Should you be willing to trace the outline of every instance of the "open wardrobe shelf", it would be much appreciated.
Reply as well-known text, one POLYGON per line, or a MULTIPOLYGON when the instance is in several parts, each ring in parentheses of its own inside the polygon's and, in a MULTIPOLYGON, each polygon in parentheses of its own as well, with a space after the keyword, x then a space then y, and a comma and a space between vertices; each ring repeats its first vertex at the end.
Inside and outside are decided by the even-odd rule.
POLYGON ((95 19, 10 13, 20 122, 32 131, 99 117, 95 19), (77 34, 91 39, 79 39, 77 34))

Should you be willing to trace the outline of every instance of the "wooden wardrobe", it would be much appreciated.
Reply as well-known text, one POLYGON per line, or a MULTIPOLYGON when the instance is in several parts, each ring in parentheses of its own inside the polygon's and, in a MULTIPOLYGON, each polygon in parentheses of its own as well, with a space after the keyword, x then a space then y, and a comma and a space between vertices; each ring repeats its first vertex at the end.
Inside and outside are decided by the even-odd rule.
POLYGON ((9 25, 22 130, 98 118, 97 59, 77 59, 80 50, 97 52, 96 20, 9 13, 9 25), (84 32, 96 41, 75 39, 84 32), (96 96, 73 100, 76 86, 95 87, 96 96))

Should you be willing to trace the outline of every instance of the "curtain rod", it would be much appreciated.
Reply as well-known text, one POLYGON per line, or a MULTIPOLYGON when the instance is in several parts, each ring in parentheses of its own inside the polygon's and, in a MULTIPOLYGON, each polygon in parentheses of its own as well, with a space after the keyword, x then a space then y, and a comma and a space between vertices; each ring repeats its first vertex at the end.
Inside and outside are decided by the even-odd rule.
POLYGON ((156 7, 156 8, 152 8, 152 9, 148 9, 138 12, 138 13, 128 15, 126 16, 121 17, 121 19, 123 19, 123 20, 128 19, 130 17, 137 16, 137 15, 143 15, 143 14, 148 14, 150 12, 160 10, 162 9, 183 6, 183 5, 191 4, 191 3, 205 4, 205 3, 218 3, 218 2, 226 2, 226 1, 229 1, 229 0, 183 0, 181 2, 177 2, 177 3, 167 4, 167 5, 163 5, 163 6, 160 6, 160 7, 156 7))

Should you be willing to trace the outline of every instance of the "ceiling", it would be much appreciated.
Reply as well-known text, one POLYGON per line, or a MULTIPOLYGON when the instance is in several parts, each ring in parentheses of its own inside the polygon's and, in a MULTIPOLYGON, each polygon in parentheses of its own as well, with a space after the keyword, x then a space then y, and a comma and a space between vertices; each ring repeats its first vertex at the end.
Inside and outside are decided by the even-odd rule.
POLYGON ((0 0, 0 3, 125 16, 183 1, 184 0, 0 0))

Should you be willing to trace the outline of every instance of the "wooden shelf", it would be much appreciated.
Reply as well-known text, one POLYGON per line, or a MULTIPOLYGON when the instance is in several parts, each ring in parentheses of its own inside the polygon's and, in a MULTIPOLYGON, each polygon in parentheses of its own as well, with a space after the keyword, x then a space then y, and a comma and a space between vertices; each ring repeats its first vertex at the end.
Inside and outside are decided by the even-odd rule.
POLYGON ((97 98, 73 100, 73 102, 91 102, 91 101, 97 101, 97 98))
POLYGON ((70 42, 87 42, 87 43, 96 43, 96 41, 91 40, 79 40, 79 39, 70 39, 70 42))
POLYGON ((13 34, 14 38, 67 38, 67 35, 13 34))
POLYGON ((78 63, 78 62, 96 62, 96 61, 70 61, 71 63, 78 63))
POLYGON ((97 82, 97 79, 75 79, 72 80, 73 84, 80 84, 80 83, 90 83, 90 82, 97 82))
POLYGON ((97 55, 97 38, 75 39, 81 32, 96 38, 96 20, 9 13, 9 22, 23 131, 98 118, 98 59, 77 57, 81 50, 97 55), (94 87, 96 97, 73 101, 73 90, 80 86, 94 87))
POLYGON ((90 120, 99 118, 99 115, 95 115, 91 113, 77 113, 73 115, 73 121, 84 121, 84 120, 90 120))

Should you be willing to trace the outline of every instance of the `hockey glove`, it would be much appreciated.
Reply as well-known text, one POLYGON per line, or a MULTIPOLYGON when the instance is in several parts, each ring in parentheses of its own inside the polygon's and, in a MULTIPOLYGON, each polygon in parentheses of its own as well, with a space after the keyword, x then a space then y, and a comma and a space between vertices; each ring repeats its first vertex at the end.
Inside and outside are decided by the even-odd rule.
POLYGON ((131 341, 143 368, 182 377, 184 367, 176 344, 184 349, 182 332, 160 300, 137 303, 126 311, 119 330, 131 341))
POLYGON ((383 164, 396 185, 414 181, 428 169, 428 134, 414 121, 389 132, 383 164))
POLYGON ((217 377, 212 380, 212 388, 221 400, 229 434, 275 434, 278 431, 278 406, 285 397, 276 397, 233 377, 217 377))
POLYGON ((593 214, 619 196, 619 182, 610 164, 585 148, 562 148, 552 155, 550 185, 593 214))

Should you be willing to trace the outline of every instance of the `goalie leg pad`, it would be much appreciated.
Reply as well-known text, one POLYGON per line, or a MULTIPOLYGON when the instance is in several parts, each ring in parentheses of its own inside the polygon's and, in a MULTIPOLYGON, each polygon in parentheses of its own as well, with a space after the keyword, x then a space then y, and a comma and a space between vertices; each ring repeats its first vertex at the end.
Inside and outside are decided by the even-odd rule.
+---+
(Direction)
Which lines of the listing above contain the string "wooden"? Gather every such line, treating case as significant.

(Task answer)
Should you be willing to trace the outline of every instance of the "wooden wardrobe", it would be much appreciated.
Should you be willing to trace the outline of every instance of the "wooden shelf", it would be much appreciated.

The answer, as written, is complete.